Reading text
In this March 2, 2021, file photo, pharmacy technician Hollie Maloney loads a syringe with Pfizer’s COVID-19 vaccine at the Portland Expo in Portland. Credit: Robert F. Bukaty / AP
A state medical board moved Tuesday to temporarily suspend the license of a doctor accused of spreading misinformation related to COVID-19. The doctor, who recently participated in a briefing with state lawmakers on COVID, will also have to undergo a psychological examination at the request of the licensing board.
During a virtual meeting, Maine’s Board of Licensure in Medicine voted unanimously to conduct a further investigation into Dr. Meryl Nass of Ellsworth in response to at least two complaints that she was spreading misinformation about COVID-19. The board also voted to subpoena additional records from Nass and approved suspending her license for 30 days during the investigation, although it also gave the doctor another option.
“We are putting into place an emergency 30-day suspension with the option of the licensee transitioning to inactive status if they would like to do that,” board member Dr. Renee Fay-Leblanc said while outlining the proposed board actions prior to the vote. The board gave her 24 hours to decide whether to drop her active to inactive status – meaning she cannot actively see patients – or the 30-day suspension will kick in.

Recorded data
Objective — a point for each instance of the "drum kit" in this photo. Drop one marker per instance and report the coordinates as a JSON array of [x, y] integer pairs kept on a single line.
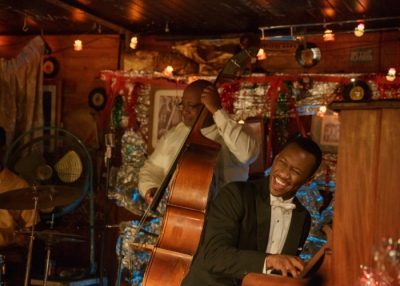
[[40, 198]]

Exercise tasks
A: Answer these questions using the article on the Maine medical board:
(i) What town is Dr. Meryl Nass from?
(ii) How many hours did the board give her to make her decision?
(iii) What does inactive status mean for her?
B: Copy the part of the article on the Maine medical board starting with "During a virtual" and going on through "will kick in.".
C: Summarize the article on the Maine medical board in two sentences.
Answer from the article on the Maine medical board alone, not from the data.

Responses for each task
A:
(i) Ellsworth
(ii) 24 hours
(iii) She cannot actively see patients.

B:
During a virtual meeting, Maine’s Board of Licensure in Medicine voted unanimously to conduct a further investigation into Dr. Meryl Nass of Ellsworth in response to at least two complaints that she was spreading misinformation about COVID-19. The board also voted to subpoena additional records from Nass and approved suspending her license for 30 days during the investigation, although it also gave the doctor another option.
“We are putting into place an emergency 30-day suspension with the option of the licensee transitioning to inactive status if they would like to do that,” board member Dr. Renee Fay-Leblanc said while outlining the proposed board actions prior to the vote. The board gave her 24 hours to decide whether to drop her active to inactive status – meaning she cannot actively see patients – or the 30-day suspension will kick in.

C: Maine's Board of Licensure in Medicine voted unanimously to investigate Dr. Meryl Nass of Ellsworth after at least two complaints that she was spreading misinformation about COVID-19, and she must also undergo a psychological examination at the board's request. The board approved a 30-day suspension of her license during the investigation, but it gave her 24 hours to move to inactive status instead, meaning she could not actively see patients.